** Exercise description **
Rewrite the part of the items below that opens with the line containing "Annotate the man" and closes with the line containing "<point>408,31</point>" as a JSON list of strings, one string per line with blank lines omitted.
** START **
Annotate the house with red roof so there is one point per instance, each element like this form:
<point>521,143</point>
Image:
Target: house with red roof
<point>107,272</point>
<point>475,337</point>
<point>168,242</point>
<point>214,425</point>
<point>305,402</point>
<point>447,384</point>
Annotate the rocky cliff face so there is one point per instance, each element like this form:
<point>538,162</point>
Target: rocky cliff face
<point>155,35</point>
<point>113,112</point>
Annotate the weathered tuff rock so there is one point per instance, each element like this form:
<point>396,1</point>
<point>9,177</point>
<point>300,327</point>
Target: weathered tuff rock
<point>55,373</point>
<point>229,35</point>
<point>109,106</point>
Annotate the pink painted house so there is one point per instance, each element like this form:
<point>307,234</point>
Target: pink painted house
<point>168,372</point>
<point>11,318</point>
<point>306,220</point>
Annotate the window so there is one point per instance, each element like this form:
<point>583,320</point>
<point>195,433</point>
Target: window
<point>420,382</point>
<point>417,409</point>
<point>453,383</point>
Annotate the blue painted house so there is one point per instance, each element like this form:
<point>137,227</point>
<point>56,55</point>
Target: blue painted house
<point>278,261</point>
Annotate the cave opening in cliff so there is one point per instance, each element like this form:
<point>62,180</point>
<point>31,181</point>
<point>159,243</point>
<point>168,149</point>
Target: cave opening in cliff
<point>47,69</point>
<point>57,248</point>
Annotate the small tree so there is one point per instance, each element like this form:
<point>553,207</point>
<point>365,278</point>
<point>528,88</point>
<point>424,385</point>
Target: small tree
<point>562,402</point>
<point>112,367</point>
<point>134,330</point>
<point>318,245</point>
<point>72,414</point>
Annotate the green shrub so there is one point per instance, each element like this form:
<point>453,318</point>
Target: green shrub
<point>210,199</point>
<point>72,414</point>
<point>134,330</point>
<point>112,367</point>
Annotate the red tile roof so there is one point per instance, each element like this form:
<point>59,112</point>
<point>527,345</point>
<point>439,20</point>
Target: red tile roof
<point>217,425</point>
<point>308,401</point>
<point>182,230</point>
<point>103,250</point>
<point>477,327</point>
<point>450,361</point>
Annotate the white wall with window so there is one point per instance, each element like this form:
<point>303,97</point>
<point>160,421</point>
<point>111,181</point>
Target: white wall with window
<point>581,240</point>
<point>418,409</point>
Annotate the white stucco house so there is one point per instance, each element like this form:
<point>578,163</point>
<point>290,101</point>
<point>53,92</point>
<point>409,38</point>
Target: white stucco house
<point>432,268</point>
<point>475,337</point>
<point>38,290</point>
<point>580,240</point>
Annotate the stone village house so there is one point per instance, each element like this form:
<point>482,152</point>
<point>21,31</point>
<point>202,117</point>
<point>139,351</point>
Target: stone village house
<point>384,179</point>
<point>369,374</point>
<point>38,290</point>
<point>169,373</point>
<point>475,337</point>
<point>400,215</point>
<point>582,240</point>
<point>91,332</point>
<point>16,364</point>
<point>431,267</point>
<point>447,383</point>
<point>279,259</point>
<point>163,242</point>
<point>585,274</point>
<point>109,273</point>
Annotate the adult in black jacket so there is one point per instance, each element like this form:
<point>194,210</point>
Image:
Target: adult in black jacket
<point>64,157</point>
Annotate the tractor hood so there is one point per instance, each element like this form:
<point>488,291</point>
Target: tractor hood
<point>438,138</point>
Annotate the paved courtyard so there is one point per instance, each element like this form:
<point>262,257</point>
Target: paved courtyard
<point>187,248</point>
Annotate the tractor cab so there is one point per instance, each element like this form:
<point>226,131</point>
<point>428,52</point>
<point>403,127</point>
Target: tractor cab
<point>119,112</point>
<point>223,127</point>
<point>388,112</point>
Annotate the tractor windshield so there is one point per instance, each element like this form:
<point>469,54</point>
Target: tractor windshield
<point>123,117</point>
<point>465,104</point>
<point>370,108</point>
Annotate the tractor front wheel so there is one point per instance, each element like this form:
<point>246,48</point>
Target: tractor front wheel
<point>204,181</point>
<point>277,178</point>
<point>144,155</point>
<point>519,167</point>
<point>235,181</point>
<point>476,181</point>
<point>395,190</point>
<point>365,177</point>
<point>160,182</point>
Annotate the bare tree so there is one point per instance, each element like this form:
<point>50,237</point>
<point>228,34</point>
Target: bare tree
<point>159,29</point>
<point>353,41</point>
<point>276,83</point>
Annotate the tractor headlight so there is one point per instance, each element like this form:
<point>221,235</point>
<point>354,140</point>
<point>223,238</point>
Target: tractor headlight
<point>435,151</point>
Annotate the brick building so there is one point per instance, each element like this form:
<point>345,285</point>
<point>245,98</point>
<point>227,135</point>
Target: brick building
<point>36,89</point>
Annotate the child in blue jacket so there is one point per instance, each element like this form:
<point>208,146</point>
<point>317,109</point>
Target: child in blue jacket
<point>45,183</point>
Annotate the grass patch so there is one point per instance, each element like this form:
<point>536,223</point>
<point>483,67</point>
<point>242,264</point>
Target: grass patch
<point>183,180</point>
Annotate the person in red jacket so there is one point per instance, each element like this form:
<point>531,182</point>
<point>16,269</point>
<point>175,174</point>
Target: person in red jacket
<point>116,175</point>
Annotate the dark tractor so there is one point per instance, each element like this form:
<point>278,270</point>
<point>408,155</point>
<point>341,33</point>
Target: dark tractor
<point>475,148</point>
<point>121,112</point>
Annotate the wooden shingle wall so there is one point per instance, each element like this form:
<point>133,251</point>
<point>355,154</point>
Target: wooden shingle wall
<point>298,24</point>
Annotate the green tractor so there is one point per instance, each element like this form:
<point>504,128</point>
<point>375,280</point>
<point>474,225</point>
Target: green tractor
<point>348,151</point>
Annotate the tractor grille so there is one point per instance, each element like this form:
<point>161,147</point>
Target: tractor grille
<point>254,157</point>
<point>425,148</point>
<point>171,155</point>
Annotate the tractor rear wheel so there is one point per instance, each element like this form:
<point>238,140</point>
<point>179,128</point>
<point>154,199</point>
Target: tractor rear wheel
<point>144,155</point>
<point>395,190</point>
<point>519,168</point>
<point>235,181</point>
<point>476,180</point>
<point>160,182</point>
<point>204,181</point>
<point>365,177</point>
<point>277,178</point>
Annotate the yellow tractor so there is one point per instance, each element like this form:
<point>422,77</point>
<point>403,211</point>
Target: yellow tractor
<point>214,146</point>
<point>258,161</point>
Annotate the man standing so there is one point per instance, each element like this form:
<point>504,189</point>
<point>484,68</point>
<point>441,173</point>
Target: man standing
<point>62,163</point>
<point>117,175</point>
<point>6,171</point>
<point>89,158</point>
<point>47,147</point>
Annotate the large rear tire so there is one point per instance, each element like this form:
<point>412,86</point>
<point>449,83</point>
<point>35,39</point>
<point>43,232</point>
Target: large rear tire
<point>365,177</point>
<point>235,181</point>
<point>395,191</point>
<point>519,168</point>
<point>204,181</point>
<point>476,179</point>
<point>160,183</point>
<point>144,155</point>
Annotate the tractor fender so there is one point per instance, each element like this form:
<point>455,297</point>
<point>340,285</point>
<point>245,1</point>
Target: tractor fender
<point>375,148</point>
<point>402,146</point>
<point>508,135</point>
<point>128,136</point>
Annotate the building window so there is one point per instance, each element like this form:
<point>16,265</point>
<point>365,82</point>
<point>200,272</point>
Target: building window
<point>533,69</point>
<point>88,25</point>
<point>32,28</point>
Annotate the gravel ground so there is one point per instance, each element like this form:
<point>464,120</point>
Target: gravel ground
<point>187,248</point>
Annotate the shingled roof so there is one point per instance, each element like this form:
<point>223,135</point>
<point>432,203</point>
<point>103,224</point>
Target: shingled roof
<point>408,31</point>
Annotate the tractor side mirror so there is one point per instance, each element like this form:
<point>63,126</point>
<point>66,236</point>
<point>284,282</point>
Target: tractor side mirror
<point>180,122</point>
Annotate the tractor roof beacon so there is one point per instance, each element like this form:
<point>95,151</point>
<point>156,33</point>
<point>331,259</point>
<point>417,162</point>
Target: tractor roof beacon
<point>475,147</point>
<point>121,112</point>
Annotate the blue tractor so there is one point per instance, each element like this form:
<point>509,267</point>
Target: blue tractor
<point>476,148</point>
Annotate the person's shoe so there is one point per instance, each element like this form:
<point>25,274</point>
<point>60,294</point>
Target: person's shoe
** END **
** Solved exercise **
[
  "Annotate the man standing so there is one point per instance, each element like this form:",
  "<point>504,189</point>",
  "<point>484,68</point>",
  "<point>441,173</point>",
  "Target: man standing",
  "<point>62,163</point>",
  "<point>117,175</point>",
  "<point>6,171</point>",
  "<point>89,158</point>",
  "<point>47,147</point>",
  "Annotate the large rear tire so there is one point per instance, each element like this form:",
  "<point>412,86</point>",
  "<point>449,83</point>",
  "<point>35,39</point>",
  "<point>43,232</point>",
  "Target: large rear tire",
  "<point>365,177</point>",
  "<point>235,181</point>",
  "<point>395,191</point>",
  "<point>519,168</point>",
  "<point>204,181</point>",
  "<point>476,179</point>",
  "<point>160,183</point>",
  "<point>144,155</point>",
  "Annotate the tractor fender so there is one point per instance, each element like this form:",
  "<point>455,297</point>",
  "<point>340,285</point>",
  "<point>245,1</point>",
  "Target: tractor fender",
  "<point>375,148</point>",
  "<point>402,146</point>",
  "<point>508,135</point>",
  "<point>128,136</point>",
  "Annotate the building window so there is one point per instance, each element like this form:",
  "<point>16,265</point>",
  "<point>365,82</point>",
  "<point>200,272</point>",
  "Target: building window",
  "<point>533,69</point>",
  "<point>88,25</point>",
  "<point>32,28</point>",
  "Annotate the gravel ground so there is one point per instance, each element like this form:",
  "<point>464,120</point>",
  "Target: gravel ground",
  "<point>187,248</point>",
  "Annotate the shingled roof so there is one point per instance, each element like this form:",
  "<point>223,135</point>",
  "<point>432,203</point>",
  "<point>103,224</point>",
  "Target: shingled roof",
  "<point>408,31</point>"
]